Department of Corrections Director Robert Patton speaks briefly about the stay of execution issued for Richard Glossip after it was found out that the state didn't have the correct drug. SHANE BEVEL/The Frontier

Department of Corrections Director Robert Patton speaks briefly about the stay of execution issued for Richard Glossip after it was discovered that the state didn’t have the correct drug.
SHANE BEVEL/The Frontier

Late Friday afternoon, I was finishing a short email when a message popped up in my inbox.

It was from a spokesman at the Oklahoma Department of Corrections, announcing that the agency’s director was resigning and his final day at the office would be this month. He was moving back to Arizona to be closer to family, the press release said.

These are the kinds of announcements that folks in power love to dump late on Fridays, in hopes that lazy reporters have already teetered off to happy hour or that there’s only an hour left at the office that they have to answer phones.

Those who watched the spectacle that became Richard Glossip’s execution weren’t surprised that there has been fallout.

In October, Oklahoma State Penitentiary Warden Anita Trammell announced she was retiring amid a probe by Attorney General Scott Pruitt’s office into what went wrong with Glossip’s planned execution. Glossip’s death sentence was already mired in controversy and Oklahoma was just a few hours from killing him when it realized it didn’t have the correct drug for the procedure.

Later, we learned that the state used that drug on Charles Warner in January, even though it’s not approved under the protocol that had been challenged all the way to the U.S. Supreme Court.

State officials had made public proclamations about being able to carry out lethal injections properly in the wake of what happened in 2014 at the execution of Clayton Lockett — and now they couldn’t back those up.

The Attorney General’s office hasn’t announced the results of its probe yet, and we’re still suing Gov. Mary Fallin to find out more about what happened with Lockett.

> **MATERIAL PROVIDED**:
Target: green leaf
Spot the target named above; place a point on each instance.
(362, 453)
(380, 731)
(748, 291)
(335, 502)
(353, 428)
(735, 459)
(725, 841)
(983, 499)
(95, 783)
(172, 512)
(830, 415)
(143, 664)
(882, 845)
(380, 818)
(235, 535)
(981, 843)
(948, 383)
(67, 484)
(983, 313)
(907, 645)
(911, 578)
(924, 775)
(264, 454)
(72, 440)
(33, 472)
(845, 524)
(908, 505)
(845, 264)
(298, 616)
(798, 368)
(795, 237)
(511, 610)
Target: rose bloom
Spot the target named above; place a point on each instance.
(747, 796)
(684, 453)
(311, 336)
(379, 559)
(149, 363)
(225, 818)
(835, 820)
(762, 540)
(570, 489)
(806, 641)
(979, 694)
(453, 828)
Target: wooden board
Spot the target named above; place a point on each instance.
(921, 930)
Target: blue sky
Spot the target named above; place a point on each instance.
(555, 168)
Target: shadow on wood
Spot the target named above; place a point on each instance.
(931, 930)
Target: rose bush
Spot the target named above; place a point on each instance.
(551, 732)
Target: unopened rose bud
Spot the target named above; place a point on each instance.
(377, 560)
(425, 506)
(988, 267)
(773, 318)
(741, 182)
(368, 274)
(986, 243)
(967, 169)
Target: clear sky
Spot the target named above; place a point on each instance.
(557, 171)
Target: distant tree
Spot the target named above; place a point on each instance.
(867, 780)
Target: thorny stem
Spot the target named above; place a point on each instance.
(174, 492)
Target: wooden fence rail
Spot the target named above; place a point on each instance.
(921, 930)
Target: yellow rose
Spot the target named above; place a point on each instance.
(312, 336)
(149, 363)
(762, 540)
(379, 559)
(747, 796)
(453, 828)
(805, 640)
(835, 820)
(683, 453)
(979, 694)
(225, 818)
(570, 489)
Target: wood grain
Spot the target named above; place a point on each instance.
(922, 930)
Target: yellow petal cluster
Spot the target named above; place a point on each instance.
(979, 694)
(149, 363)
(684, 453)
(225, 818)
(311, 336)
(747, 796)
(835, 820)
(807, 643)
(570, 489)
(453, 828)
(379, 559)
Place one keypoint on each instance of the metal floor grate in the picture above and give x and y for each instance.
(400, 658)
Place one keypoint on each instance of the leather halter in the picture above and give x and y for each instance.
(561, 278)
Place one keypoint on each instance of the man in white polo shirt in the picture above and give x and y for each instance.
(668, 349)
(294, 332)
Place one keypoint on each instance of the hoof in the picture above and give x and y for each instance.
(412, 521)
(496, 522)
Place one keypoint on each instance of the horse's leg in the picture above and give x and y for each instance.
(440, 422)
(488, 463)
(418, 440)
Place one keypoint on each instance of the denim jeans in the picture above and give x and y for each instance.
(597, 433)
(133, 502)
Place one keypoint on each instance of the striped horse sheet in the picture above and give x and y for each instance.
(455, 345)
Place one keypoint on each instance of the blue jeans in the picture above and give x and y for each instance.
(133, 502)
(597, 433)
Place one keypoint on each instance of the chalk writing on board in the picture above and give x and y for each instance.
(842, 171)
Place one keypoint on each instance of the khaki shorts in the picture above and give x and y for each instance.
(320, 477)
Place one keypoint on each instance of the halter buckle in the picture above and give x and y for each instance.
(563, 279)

> **EXERCISE REQUIREMENTS**:
**A.** Print the section of the Oklahoma corrections article that starts with the words "Late Friday afternoon, I" and ends with "to answer phones.".
**B.** Answer these about the Oklahoma corrections article:
(i) According to the press release, where was the director moving back to?
(ii) Who announced in October that she was retiring?
(iii) On whom did the state use the drug in January?
The records were taken from a separate source unrelated to the Oklahoma corrections article.

> **PER-TASK ANSWERS**:
**A.**
Late Friday afternoon, I was finishing a short email when a message popped up in my inbox.

It was from a spokesman at the Oklahoma Department of Corrections, announcing that the agency’s director was resigning and his final day at the office would be this month. He was moving back to Arizona to be closer to family, the press release said.

These are the kinds of announcements that folks in power love to dump late on Fridays, in hopes that lazy reporters have already teetered off to happy hour or that there’s only an hour left at the office that they have to answer phones.

**B.**
(i) Arizona
(ii) Oklahoma State Penitentiary Warden Anita Trammell
(iii) Charles Warner